» **Work task**
Please find every line in the records below that contains the word "metal", and copy it.

» **Records to process**
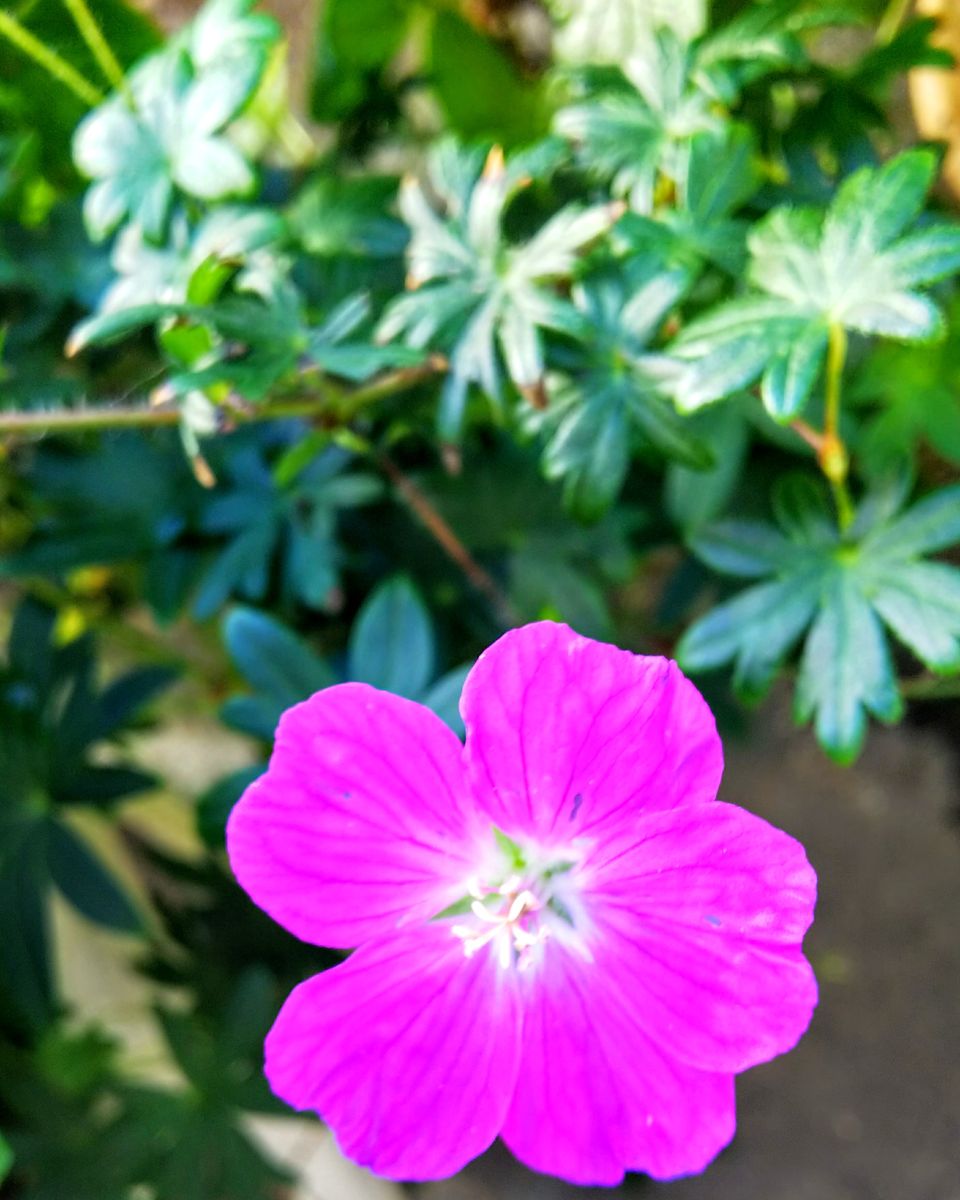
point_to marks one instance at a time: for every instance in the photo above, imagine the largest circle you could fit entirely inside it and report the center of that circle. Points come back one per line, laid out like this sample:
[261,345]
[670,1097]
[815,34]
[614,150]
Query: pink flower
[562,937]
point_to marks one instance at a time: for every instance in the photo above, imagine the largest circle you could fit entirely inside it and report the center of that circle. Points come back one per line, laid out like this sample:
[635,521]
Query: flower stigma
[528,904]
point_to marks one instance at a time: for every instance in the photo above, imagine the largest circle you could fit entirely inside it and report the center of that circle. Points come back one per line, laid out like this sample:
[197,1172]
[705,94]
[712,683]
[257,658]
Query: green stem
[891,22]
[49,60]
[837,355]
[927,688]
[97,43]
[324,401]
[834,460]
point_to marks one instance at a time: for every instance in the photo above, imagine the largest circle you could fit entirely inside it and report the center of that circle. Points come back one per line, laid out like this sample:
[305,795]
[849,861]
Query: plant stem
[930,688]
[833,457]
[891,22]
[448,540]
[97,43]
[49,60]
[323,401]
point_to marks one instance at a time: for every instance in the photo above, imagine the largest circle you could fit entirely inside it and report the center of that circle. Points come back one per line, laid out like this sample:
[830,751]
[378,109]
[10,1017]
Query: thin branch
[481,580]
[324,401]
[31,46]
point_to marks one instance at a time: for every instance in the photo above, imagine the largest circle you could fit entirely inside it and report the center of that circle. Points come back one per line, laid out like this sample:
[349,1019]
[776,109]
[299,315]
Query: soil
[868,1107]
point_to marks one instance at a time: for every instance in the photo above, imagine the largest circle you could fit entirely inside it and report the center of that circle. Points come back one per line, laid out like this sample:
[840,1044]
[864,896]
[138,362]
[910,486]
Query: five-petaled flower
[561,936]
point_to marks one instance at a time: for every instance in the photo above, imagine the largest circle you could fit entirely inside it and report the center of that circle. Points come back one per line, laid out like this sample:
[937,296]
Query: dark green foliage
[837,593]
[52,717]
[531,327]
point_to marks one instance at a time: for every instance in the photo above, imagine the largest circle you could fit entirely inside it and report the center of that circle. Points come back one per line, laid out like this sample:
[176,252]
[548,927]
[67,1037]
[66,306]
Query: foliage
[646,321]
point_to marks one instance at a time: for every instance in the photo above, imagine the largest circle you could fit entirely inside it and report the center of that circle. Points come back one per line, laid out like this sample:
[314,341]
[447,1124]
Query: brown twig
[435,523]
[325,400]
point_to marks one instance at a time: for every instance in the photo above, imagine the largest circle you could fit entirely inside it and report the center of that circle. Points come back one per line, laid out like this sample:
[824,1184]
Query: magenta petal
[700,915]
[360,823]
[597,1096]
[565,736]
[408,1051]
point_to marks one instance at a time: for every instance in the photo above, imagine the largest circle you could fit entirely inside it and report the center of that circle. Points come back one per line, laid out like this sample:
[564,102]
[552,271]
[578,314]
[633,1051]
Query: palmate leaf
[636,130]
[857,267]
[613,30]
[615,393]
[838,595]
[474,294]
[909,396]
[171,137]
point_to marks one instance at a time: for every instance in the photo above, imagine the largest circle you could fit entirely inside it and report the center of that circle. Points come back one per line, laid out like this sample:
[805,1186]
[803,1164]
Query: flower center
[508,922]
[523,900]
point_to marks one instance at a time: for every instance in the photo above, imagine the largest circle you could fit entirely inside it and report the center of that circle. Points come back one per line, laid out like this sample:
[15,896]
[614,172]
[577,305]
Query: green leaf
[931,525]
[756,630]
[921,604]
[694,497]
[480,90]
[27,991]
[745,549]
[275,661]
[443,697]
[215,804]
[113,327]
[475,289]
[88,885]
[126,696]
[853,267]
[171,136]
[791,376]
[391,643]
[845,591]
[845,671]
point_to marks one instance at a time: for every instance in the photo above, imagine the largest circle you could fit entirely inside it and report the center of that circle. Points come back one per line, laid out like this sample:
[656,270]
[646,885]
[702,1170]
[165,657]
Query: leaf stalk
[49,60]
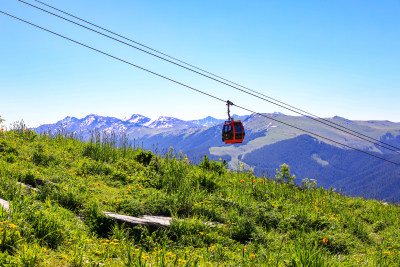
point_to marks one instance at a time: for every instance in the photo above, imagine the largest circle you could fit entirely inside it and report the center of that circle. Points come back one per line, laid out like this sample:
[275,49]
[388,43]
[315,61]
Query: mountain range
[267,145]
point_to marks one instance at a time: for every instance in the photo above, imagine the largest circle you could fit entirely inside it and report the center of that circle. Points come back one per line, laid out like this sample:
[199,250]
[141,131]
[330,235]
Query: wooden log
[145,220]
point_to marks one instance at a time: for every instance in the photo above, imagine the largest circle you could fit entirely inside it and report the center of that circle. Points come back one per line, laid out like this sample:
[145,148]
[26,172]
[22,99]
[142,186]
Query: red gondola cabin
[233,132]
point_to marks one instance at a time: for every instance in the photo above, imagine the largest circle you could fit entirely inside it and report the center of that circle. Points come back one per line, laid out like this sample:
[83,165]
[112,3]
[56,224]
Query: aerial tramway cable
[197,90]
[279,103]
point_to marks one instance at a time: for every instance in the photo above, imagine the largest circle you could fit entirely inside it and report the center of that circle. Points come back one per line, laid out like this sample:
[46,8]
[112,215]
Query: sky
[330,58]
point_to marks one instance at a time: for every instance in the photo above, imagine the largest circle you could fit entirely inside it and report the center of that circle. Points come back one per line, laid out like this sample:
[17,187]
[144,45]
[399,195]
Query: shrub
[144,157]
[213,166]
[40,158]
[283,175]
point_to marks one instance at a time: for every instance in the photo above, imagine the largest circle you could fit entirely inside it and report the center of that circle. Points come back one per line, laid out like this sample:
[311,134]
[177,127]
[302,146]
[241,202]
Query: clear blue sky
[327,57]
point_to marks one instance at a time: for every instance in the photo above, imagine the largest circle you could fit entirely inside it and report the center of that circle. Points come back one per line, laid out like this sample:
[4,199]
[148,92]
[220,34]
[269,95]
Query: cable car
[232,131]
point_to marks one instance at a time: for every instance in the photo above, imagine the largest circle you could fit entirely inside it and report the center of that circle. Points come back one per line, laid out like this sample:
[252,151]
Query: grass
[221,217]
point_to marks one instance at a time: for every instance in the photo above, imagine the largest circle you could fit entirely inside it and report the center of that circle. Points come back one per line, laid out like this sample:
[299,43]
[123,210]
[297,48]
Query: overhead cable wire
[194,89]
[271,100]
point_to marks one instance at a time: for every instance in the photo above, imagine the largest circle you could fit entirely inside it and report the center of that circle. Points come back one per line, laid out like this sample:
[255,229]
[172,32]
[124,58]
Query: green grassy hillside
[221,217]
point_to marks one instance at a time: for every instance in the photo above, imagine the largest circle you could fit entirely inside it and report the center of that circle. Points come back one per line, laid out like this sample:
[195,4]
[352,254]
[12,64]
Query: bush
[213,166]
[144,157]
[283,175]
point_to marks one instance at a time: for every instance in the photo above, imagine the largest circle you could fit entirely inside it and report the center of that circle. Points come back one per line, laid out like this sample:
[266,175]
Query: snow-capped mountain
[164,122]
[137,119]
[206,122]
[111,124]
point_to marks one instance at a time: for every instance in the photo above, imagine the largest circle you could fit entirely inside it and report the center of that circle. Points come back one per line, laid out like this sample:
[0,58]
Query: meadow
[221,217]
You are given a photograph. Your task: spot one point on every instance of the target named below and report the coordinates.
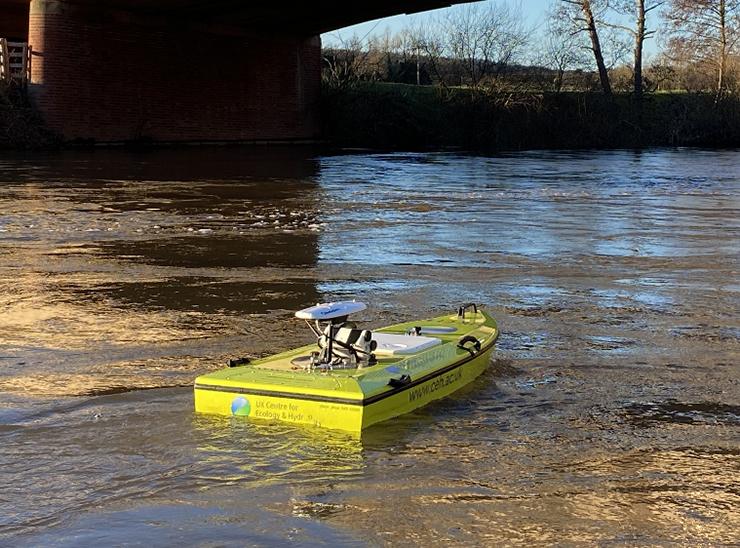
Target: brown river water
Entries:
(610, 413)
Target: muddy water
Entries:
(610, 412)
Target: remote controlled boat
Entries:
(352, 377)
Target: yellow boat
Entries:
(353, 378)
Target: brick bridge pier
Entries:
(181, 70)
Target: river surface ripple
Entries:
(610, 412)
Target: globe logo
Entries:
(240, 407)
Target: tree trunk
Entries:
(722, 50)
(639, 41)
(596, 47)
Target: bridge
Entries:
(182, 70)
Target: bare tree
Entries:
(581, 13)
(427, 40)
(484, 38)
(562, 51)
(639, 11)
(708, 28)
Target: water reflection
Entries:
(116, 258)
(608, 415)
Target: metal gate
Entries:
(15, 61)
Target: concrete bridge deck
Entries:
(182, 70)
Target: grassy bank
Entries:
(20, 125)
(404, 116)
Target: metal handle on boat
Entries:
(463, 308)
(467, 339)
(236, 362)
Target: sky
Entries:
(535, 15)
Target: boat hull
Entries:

» **Your solution**
Target: metal gate
Target: metal handle on boat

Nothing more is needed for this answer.